OBJECTIVE — Reproduce every line of the rows, requests included, starting at the line that contains "find the blue sky" and ending with the last line of the rows. Multiply each point coordinate by 2.55, round it to a whole number with halves rounded up, and output only those lines.

Excerpts from point annotation data:
# # # #

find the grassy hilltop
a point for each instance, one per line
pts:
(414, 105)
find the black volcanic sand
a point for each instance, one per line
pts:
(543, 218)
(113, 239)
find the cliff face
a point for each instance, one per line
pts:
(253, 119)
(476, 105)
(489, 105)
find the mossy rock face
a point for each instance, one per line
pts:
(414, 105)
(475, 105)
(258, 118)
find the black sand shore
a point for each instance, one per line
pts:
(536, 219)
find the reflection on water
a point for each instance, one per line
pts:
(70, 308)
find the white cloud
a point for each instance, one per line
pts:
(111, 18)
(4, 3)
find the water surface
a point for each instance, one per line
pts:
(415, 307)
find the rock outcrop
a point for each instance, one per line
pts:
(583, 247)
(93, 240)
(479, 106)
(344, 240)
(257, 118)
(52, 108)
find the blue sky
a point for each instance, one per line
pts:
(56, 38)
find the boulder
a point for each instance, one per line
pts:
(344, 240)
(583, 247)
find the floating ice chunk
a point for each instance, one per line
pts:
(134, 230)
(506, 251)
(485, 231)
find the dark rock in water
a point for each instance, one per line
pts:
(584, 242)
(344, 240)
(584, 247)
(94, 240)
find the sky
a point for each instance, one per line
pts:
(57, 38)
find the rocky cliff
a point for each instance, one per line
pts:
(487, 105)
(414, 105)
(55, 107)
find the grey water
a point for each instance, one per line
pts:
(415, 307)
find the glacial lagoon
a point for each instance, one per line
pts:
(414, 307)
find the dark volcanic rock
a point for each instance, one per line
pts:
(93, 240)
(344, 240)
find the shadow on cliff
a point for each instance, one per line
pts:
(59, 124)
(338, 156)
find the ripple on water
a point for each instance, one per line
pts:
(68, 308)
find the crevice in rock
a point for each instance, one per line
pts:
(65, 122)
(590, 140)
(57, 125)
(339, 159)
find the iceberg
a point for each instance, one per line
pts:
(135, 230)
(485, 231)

# # # #

PROBLEM SOLUTION —
find the blue sky
a point for each instance, one per line
pts:
(143, 97)
find the boulder
a point for each instance, one per line
pts:
(877, 612)
(1487, 630)
find the floating ice chunk
a point for each instance, one per line
pts:
(342, 587)
(1290, 640)
(1237, 589)
find the dark rock in water
a point for each instance, one per line
pts:
(1489, 617)
(877, 612)
(1489, 630)
(240, 612)
find the sky
a point for each instance, one per line
pts:
(145, 97)
find the rocky cliff
a point for each instance, one per line
pts:
(1242, 268)
(1056, 268)
(140, 273)
find the grey water
a point for each instance, one per line
pts:
(1058, 783)
find the glacial lagoon
a point for each instance, one per line
pts:
(1056, 783)
find the dark volcanic rock
a point for each instance, one per line
pts:
(237, 612)
(877, 612)
find the shadow on cliff
a point for each instance, one per line
pts:
(150, 316)
(862, 398)
find the ripple on water
a point for each instance, one per line
pts:
(173, 785)
find the crevice in rock
a point for each instance, one per line
pts:
(166, 311)
(1505, 357)
(145, 319)
(864, 405)
find the iceberg
a point for each instance, one per line
pts:
(344, 587)
(1237, 589)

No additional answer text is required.